#### Data supplied ####

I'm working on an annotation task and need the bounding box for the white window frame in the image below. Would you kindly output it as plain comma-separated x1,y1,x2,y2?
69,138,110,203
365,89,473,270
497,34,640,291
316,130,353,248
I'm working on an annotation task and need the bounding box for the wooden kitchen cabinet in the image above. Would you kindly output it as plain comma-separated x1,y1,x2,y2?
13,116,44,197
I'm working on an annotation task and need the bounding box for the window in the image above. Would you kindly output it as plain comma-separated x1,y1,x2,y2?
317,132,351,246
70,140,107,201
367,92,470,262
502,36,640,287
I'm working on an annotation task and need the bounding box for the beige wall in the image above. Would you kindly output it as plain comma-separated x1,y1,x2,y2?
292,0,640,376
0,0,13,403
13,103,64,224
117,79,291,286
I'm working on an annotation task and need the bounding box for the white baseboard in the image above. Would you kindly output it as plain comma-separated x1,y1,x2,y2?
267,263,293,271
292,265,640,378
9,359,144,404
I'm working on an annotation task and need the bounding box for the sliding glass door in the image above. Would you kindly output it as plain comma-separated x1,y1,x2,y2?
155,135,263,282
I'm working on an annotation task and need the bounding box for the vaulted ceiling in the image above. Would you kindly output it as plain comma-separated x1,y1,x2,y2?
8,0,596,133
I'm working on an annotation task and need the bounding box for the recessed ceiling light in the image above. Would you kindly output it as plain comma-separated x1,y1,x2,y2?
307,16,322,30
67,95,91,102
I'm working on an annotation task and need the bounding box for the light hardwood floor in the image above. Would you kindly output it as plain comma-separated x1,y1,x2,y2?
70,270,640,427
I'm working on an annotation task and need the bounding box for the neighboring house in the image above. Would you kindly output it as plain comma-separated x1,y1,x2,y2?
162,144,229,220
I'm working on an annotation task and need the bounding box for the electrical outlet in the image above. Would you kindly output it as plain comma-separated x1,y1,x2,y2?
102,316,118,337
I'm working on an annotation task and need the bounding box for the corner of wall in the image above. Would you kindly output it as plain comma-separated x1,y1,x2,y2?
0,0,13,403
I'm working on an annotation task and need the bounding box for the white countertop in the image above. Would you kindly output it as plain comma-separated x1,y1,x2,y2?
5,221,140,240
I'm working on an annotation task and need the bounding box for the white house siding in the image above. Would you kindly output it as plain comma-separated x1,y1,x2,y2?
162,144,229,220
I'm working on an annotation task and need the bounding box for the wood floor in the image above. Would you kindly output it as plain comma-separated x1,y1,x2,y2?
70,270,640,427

####
#### Data supplied ####

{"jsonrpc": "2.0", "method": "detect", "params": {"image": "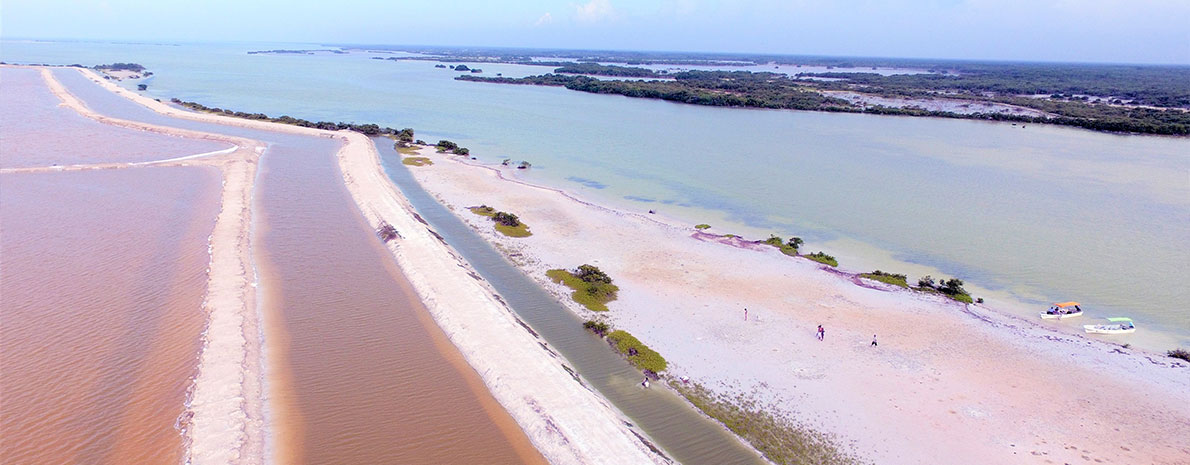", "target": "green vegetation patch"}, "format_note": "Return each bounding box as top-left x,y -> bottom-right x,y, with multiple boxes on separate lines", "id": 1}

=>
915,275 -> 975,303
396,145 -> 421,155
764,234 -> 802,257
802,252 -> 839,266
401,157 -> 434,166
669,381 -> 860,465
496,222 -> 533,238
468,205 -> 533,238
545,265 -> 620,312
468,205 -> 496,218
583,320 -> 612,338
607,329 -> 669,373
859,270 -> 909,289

####

■ Directive:
Copy the entries from the line with "the white window" to the line with "9,359,144,404", substituting "labeling task" for "annotation task" and changing nothing else.

■ Task answer:
I'm working on an labeling task and need the bounding box for the white window frame in the image below. Would you kindly output it as plain comma-separated x1,y1,x2,y2?
69,138,110,203
365,89,473,270
497,34,640,291
316,130,353,248
I'm working on an labeling task and need the bounding box for the wooden kitchen cabinet in the image above. Would you kindly output it as plain comma-separated x1,y1,x2,y2?
13,116,44,197
I'm working on an labeling task and need the bounding box for the window in the image above. Would you kindly output it as plain comma-separated x1,y1,x2,y2?
317,132,351,246
70,140,107,201
367,92,470,262
502,36,640,287
I'm working on an labeling task and need the bounding box for the beige wall in the image above. Would you kindly output it as plain comma-separated x1,y1,x2,y2?
292,0,640,376
0,0,13,403
13,103,64,224
117,79,291,286
I'm working on an labeling task and need the bounding box for the white baseboard in the image above. Would you kindly output it as plain comma-separated x1,y1,x2,y2?
267,263,293,271
292,265,640,378
9,359,144,404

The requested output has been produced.